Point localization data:
---*---
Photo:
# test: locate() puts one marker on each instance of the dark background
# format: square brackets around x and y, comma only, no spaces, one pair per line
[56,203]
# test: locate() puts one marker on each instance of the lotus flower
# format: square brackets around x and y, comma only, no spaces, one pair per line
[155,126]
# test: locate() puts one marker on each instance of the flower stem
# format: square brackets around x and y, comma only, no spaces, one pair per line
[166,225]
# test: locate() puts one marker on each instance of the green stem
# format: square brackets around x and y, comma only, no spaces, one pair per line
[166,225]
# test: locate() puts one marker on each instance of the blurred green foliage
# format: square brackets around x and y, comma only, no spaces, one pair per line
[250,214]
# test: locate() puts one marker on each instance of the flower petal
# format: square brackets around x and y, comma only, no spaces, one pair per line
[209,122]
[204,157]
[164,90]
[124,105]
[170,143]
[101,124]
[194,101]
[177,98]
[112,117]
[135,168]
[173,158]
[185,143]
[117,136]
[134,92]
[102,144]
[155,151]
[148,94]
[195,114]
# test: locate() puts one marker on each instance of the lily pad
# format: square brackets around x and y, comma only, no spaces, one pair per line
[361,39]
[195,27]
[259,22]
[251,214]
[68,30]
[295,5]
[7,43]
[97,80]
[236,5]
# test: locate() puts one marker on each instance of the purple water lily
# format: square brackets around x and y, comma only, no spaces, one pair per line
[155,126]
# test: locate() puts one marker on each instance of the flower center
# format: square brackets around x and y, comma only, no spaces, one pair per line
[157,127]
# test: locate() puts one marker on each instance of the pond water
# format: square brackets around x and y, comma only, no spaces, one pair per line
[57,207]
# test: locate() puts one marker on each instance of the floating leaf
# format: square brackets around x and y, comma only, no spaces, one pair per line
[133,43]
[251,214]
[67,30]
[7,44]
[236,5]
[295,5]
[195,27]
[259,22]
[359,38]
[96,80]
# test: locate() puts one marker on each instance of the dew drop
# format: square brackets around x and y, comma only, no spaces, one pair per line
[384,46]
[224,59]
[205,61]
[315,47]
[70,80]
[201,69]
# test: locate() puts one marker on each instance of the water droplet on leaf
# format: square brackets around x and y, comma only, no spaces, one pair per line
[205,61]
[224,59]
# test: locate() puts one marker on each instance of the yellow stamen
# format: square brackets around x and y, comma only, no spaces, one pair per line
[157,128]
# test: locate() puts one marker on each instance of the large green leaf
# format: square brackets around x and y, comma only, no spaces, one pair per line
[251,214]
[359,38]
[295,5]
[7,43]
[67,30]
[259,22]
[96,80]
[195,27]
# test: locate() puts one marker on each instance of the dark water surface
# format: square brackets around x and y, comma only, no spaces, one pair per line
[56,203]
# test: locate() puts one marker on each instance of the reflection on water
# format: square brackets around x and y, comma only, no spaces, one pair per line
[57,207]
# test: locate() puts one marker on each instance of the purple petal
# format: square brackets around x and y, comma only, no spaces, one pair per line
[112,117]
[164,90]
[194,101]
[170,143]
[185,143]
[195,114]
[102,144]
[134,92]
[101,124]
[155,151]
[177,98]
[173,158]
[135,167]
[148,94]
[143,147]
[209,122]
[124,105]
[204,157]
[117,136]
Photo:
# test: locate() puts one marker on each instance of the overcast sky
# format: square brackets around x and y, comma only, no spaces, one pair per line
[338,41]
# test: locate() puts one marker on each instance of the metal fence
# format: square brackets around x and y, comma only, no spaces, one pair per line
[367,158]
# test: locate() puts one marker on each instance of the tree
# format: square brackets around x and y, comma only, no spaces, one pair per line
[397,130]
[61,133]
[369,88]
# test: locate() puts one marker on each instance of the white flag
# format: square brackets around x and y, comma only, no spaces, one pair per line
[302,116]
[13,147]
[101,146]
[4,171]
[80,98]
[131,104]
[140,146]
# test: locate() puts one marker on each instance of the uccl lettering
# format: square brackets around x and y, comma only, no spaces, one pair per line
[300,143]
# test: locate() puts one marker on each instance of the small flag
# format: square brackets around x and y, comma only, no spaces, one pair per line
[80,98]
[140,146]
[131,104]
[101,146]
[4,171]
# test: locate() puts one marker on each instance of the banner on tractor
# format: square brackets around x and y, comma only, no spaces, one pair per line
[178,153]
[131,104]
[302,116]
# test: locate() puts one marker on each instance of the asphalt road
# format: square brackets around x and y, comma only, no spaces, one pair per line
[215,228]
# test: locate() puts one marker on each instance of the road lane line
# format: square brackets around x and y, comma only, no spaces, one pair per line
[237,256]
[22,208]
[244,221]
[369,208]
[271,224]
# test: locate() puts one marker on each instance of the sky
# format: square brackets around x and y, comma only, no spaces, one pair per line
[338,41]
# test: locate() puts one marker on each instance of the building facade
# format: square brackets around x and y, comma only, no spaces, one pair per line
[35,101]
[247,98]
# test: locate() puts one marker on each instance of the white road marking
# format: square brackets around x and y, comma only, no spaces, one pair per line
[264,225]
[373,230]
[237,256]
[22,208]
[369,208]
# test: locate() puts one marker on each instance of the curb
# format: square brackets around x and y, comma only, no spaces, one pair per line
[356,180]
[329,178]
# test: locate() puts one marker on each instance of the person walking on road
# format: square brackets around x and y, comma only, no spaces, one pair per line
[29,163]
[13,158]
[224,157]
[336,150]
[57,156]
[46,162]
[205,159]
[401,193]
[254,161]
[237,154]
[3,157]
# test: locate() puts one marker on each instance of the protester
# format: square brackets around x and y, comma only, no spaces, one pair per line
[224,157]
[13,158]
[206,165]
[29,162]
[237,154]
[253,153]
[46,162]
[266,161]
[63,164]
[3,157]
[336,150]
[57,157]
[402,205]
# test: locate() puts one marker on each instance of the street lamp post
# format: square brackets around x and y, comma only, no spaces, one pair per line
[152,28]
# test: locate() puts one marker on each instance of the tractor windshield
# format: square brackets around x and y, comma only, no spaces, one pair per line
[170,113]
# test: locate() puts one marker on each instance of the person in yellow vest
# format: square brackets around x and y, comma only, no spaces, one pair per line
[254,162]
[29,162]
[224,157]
---*---
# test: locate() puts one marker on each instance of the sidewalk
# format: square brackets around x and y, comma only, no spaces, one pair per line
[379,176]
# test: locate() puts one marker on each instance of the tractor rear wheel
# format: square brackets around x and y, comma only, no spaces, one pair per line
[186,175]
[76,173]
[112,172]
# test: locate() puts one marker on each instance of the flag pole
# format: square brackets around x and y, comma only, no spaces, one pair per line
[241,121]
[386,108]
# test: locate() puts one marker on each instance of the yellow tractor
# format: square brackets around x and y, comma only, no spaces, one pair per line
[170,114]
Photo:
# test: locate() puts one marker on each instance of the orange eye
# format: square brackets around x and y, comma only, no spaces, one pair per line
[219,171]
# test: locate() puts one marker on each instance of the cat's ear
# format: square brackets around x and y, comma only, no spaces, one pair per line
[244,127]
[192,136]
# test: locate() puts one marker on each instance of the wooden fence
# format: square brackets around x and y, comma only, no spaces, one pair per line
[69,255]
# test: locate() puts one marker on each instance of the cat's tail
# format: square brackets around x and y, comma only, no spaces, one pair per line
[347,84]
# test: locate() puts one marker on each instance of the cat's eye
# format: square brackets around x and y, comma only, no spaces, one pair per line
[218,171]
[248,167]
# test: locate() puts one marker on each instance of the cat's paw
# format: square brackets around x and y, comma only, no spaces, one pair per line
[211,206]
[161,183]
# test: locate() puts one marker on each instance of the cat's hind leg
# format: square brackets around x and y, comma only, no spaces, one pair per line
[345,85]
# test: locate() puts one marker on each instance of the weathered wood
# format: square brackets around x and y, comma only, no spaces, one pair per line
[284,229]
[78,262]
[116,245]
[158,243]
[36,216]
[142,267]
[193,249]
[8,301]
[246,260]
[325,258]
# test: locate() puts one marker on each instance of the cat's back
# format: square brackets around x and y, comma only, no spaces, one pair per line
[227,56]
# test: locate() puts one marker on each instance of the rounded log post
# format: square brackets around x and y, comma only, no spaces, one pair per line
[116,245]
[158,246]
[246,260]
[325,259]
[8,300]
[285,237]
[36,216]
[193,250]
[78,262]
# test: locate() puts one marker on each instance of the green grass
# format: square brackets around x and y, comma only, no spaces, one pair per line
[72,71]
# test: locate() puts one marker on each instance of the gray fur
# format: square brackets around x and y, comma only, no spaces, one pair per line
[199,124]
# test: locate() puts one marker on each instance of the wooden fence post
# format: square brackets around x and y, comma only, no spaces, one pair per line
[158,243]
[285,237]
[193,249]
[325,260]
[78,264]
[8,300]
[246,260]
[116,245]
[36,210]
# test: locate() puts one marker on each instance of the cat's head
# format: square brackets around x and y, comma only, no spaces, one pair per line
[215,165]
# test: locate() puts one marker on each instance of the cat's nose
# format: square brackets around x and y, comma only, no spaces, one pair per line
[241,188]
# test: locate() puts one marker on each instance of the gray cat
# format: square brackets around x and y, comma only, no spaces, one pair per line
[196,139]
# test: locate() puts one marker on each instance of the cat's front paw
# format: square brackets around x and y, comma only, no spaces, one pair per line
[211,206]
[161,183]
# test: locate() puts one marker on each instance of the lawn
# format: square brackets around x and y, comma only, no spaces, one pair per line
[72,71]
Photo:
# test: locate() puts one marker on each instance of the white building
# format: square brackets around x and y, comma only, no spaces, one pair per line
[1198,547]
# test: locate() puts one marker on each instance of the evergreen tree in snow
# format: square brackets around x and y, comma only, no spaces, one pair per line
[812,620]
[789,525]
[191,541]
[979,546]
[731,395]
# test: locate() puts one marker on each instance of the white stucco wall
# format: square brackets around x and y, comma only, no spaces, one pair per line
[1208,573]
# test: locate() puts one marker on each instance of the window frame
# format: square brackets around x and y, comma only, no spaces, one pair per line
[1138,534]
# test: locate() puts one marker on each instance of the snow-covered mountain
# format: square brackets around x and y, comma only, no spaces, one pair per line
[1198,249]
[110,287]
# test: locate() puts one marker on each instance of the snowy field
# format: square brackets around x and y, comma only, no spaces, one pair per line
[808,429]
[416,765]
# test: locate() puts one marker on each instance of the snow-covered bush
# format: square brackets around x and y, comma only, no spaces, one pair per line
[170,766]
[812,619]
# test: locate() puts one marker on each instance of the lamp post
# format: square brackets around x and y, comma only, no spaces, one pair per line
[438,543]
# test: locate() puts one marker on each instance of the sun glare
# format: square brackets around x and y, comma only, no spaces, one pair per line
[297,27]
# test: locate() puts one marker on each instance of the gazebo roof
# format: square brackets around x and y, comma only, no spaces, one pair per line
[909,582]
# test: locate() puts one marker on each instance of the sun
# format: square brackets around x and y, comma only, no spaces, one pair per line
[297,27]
---*---
PROBLEM:
Go through the entries above and copy every line containing "building".

WRITTEN SOLUTION:
# test: locate() puts one marker on each instance of the building facade
# test: locate() puts one marker on each instance of the white building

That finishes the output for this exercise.